Thus, all these phenomena, belonging in part to the transitional stage between monogamy and polygamy and in part to a combination of the two forms of polygamy, namely, polygyny and polyandry, point to monogamy as the basal form of marriage, and that form from which, under the influence of particular conditions, all others have developed. Whether or not we regard it as probable that the system of maternal descent was at one time universal, no argument for the existence of an original promiscuity can be based upon it. If we call to mind the close association of the youths and men of the kinship group in the men's house, it will be apparent that such conditions of social intercourse make for a particularly intimate bond between mother and children. Before his entrance into the community of men, the boy lives in the company of the women. This close association between mother and children is sufficient to account for the origin of maternal descent. But, owing to the gradual change of cultural conditions, it is to be expected that maternal descent should pass over into paternal descent as soon as more positive conceptions of authority and property are formed. Moreover, the possibility also remains that among some tribes paternal descent prevailed from the very outset; positive proof is here not available. We cannot, of course, deny the possibility that under certain cultural conditions man exercised the decisive influence from the very beginning, as early, indeed, as one may speak of clan membership and hereditary succession. The most primitive stage of culture, as we shall see in the following discussion, lacks the conditions for either maternal or paternal descent, inasmuch as it possesses neither clearly defined clans nor any personal property worth mention.

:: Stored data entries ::
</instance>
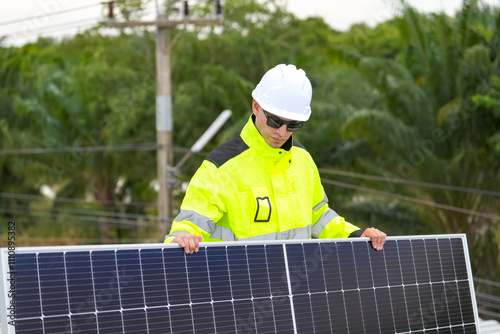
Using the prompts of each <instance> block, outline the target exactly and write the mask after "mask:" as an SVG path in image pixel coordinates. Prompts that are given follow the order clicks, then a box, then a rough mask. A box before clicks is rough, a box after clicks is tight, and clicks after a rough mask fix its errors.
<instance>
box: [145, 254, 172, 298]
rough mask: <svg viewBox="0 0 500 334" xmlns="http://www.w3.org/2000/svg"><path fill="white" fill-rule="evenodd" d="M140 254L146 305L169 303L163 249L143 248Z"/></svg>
mask: <svg viewBox="0 0 500 334" xmlns="http://www.w3.org/2000/svg"><path fill="white" fill-rule="evenodd" d="M140 256H141V265H142V279H143V282H144V295H145V298H146V305H147V306H148V307H152V306H162V305H167V304H168V299H167V288H166V287H167V282H166V279H165V268H163V255H162V250H161V249H141V250H140Z"/></svg>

:: Aim of the exercise ::
According to the source passage, what is sufficient to account for the origin of maternal descent?

:: Result ::
The close association between mother and children.